What you are asked to do :: Retype the records that follow, every line exactly as written.

[Referring expression pointing data]
/---

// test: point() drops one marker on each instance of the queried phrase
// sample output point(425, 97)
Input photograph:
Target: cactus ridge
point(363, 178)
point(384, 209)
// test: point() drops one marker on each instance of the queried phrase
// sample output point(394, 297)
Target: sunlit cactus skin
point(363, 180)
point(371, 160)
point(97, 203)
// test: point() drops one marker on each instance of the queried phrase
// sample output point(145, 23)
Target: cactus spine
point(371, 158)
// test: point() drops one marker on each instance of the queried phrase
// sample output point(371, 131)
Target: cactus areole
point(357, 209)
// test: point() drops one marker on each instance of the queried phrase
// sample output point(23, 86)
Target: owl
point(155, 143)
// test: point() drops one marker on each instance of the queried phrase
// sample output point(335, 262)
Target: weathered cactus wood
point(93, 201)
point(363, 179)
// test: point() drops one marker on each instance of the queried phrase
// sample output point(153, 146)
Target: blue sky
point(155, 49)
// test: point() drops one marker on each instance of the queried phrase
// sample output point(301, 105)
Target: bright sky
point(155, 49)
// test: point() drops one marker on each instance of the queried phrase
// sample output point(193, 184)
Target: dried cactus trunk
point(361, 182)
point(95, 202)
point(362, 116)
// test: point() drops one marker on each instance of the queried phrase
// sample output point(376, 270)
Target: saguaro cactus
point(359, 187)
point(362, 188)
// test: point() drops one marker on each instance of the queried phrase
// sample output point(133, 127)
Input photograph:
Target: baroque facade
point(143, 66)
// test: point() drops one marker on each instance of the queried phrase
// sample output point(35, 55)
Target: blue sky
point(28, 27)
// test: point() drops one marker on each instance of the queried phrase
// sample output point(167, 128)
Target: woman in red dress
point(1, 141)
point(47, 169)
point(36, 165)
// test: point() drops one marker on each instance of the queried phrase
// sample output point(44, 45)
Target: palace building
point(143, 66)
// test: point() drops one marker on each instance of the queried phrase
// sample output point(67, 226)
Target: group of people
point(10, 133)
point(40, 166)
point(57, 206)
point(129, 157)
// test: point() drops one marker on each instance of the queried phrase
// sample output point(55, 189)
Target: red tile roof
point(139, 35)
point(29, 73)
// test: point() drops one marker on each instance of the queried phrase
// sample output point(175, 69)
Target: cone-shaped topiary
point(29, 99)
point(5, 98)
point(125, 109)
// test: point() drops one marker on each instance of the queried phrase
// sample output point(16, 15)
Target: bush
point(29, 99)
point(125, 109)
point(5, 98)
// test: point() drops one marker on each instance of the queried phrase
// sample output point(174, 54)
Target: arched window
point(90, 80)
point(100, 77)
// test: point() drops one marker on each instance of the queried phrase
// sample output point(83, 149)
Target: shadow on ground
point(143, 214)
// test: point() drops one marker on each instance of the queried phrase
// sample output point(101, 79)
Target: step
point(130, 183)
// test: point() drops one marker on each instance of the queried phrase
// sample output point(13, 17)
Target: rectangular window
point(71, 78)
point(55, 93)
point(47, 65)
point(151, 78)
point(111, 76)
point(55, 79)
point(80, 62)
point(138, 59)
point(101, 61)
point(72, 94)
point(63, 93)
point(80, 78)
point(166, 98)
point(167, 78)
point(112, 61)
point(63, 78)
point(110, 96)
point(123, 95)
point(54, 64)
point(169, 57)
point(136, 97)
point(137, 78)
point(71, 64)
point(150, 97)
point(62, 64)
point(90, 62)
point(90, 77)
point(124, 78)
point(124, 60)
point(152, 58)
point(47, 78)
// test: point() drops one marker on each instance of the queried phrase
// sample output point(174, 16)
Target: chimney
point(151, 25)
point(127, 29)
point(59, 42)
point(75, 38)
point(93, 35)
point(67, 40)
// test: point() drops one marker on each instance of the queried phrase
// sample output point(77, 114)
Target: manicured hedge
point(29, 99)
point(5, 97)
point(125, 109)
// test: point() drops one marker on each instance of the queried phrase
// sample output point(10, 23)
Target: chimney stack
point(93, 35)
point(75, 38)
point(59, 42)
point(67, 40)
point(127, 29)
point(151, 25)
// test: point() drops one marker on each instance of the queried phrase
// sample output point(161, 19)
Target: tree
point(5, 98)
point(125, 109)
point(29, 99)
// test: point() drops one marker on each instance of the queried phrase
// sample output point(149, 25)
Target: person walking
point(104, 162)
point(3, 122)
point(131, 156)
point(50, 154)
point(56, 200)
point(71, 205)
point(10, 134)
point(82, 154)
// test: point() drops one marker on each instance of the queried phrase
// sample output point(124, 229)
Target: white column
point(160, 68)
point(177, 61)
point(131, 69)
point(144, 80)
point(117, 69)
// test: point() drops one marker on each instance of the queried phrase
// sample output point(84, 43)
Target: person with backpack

\---

Exercise result ::
// test: point() drops one marker on each instance of the queried phrase
// sample output point(425, 97)
Input photograph:
Target: cactus ridge
point(363, 178)
point(384, 209)
// test: point() drops one marker on each instance of the queried phrase
// sample output point(394, 297)
Target: sunlit cactus skin
point(363, 180)
point(371, 160)
point(97, 203)
// test: point() drops one marker on each instance of the queried phrase
// sample output point(145, 23)
Target: cactus spine
point(371, 158)
// test: point() drops one marker on each instance of the queried phrase
// sample output point(371, 131)
Target: cactus areole
point(357, 209)
// test: point() drops one marker on each instance of the queried phrase
// sample output point(23, 86)
Target: owl
point(155, 143)
// test: point() drops one marker on each instance of the queried phrase
// sample output point(335, 262)
Target: weathered cactus wood
point(93, 201)
point(363, 179)
// test: point() drops one marker on each instance of the queried phrase
// sample output point(153, 146)
Target: blue sky
point(155, 49)
// test: point() drops one marker on each instance of the queried phrase
// sample output point(301, 105)
Target: bright sky
point(155, 49)
// test: point() drops one marker on each instance of the queried phrase
// sample output point(193, 184)
Target: dried cactus trunk
point(361, 182)
point(95, 202)
point(362, 116)
// test: point() drops one marker on each instance of the queried phrase
// sample output point(376, 270)
Target: saguaro cactus
point(359, 187)
point(362, 188)
// test: point() drops one marker on each instance of the queried phrase
// sample output point(133, 127)
Input photograph:
Target: baroque facade
point(143, 66)
// test: point() drops one marker on each instance of the queried phrase
// sample output point(35, 55)
Target: blue sky
point(28, 27)
// test: point() drops one marker on each instance of the queried phrase
// sample output point(167, 128)
Target: woman in red dress
point(1, 141)
point(47, 169)
point(36, 165)
// test: point() drops one marker on each instance of the queried phrase
// sample output point(44, 45)
Target: palace building
point(143, 66)
// test: point() drops one marker on each instance of the queried phrase
// sample output point(67, 226)
Target: group of people
point(10, 133)
point(40, 166)
point(57, 206)
point(129, 157)
// test: point() drops one marker on each instance of the queried phrase
// sample output point(55, 189)
Target: red tile roof
point(139, 35)
point(29, 73)
// test: point() drops one marker on each instance of the queried phrase
// sample output point(175, 69)
Target: cone-shaped topiary
point(29, 99)
point(5, 98)
point(125, 109)
// test: point() drops one marker on each instance of the queried phrase
// sample output point(16, 15)
Target: bush
point(29, 99)
point(125, 109)
point(5, 98)
// test: point() drops one marker on each instance of the queried phrase
// sample output point(174, 54)
Target: arched window
point(90, 80)
point(100, 77)
// test: point() drops one marker on each instance of the queried phrase
// sample output point(83, 149)
Target: shadow on ground
point(143, 214)
// test: point() drops one marker on each instance of the queried phrase
// sample output point(101, 79)
Target: step
point(130, 183)
// test: point() drops one marker on each instance of the queried phrase
// sample output point(13, 17)
Target: rectangular window
point(71, 78)
point(55, 93)
point(47, 65)
point(151, 78)
point(111, 76)
point(55, 79)
point(80, 62)
point(138, 59)
point(101, 61)
point(72, 94)
point(63, 93)
point(80, 78)
point(166, 98)
point(167, 78)
point(112, 61)
point(63, 78)
point(110, 96)
point(123, 95)
point(54, 64)
point(169, 57)
point(136, 97)
point(137, 78)
point(71, 64)
point(150, 97)
point(62, 64)
point(90, 62)
point(90, 77)
point(124, 78)
point(124, 60)
point(152, 58)
point(47, 78)
// test: point() drops one marker on each instance of the queried phrase
// sample output point(174, 16)
Target: chimney
point(151, 25)
point(127, 29)
point(59, 42)
point(75, 38)
point(93, 35)
point(67, 40)
// test: point() drops one marker on each instance of the queried phrase
// sample output point(77, 114)
Target: manicured hedge
point(29, 99)
point(5, 97)
point(125, 109)
// test: point() drops one marker on each instance of the queried phrase
// sample output point(10, 23)
Target: chimney stack
point(93, 35)
point(75, 38)
point(59, 42)
point(67, 40)
point(127, 29)
point(151, 25)
// test: point() drops one marker on each instance of the queried phrase
// sample output point(161, 19)
Target: tree
point(5, 98)
point(125, 109)
point(29, 99)
// test: point() drops one marker on each instance of the queried phrase
// sample output point(149, 25)
Target: person walking
point(104, 162)
point(3, 122)
point(131, 156)
point(50, 154)
point(56, 200)
point(71, 205)
point(10, 134)
point(82, 154)
// test: point() drops one marker on each instance of the queried phrase
// sample output point(124, 229)
Target: white column
point(160, 68)
point(177, 61)
point(131, 69)
point(144, 80)
point(117, 69)
// test: point() drops one marker on each instance of the queried phrase
// sample output point(84, 43)
Target: person with backpack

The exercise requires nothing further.